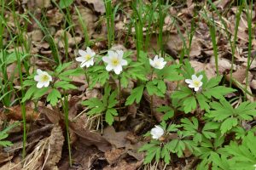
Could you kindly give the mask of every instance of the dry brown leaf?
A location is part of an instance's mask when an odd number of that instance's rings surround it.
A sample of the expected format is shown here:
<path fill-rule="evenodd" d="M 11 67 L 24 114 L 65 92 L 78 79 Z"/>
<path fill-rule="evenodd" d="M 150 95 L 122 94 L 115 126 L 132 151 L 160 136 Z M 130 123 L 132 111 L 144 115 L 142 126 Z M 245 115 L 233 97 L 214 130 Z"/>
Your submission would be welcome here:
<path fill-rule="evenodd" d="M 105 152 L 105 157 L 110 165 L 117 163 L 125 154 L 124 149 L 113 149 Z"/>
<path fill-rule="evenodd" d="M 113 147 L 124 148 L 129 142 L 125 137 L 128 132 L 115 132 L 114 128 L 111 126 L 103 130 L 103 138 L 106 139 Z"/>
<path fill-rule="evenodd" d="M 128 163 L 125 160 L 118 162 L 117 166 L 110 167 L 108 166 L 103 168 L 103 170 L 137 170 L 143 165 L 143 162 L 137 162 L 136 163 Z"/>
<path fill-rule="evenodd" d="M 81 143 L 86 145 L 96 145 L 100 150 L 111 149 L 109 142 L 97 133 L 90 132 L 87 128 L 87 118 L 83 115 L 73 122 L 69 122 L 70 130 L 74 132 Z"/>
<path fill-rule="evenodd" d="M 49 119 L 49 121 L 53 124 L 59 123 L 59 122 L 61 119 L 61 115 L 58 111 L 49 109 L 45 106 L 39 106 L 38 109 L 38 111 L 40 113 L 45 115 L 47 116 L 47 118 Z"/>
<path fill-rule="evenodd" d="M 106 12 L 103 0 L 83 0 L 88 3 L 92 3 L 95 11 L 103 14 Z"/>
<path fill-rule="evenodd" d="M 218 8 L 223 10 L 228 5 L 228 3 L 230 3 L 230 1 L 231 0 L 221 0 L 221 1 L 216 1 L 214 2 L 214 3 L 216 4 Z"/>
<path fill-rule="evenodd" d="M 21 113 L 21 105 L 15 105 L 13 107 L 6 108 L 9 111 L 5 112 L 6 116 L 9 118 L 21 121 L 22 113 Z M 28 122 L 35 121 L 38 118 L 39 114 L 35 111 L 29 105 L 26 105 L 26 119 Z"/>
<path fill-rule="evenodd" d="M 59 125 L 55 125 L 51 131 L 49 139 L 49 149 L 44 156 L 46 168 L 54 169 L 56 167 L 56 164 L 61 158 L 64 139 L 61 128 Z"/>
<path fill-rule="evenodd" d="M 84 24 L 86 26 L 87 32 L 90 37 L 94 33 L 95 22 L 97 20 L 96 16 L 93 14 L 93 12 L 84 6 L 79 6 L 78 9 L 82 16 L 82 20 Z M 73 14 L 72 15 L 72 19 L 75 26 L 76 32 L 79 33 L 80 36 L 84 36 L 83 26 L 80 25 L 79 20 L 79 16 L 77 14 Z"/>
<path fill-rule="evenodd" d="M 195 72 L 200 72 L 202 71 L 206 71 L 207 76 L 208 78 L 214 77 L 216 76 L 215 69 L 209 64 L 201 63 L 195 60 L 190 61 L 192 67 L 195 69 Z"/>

++++

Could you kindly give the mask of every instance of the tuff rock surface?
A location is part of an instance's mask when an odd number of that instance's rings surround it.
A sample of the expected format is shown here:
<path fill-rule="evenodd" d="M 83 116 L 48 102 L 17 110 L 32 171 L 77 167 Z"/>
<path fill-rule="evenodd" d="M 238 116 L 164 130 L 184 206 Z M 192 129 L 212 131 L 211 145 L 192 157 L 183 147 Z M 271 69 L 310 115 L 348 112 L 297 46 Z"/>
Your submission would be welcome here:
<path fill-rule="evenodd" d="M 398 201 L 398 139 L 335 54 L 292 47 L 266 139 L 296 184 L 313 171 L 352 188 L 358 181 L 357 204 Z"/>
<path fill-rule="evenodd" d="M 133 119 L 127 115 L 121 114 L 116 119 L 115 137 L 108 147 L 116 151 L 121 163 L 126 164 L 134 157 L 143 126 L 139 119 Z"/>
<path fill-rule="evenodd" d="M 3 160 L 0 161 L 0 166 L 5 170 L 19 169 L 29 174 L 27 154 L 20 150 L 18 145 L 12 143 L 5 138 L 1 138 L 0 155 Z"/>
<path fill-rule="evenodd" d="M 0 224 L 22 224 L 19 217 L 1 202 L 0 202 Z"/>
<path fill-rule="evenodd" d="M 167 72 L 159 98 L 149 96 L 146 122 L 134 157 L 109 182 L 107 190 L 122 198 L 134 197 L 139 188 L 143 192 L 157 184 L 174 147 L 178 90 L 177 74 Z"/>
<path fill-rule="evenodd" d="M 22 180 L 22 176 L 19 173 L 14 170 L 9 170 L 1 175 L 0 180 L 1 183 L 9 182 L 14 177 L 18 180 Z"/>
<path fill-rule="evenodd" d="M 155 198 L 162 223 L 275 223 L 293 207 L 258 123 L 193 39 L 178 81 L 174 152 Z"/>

++++

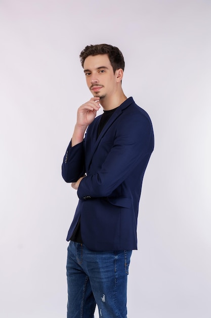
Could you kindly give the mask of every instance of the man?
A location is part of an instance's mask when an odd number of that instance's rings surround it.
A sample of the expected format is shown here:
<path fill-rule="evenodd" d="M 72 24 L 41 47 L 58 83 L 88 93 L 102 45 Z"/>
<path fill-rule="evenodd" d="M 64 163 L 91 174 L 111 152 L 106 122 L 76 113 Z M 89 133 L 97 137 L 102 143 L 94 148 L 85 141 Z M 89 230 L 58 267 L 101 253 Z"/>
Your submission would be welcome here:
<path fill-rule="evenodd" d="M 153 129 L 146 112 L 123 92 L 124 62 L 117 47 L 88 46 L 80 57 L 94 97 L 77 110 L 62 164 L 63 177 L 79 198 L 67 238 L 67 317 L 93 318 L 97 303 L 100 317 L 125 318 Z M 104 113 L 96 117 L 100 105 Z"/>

++++

• **Work to do**
Express the listing lines above as a numbered list, from the line that contains "dry brown leaf?" through the line that contains "105 152 L 105", both included. Leave out any blank lines.

• **Task answer**
1. Could you kindly give the mask of every instance of the dry brown leaf?
2. A location is part of an instance's mask when an odd number of that instance's rings surround it.
3. A sample of the expected format is shown here:
4. <path fill-rule="evenodd" d="M 11 67 L 24 114 L 65 92 L 78 79 Z"/>
5. <path fill-rule="evenodd" d="M 150 95 L 122 94 L 115 126 L 132 151 L 160 136 Z M 130 123 L 132 111 L 144 115 L 142 126 Z M 245 115 L 233 97 L 214 130 Z"/>
6. Your submission would be welcome here:
7. <path fill-rule="evenodd" d="M 105 152 L 105 157 L 110 165 L 117 163 L 125 154 L 124 149 L 113 149 Z"/>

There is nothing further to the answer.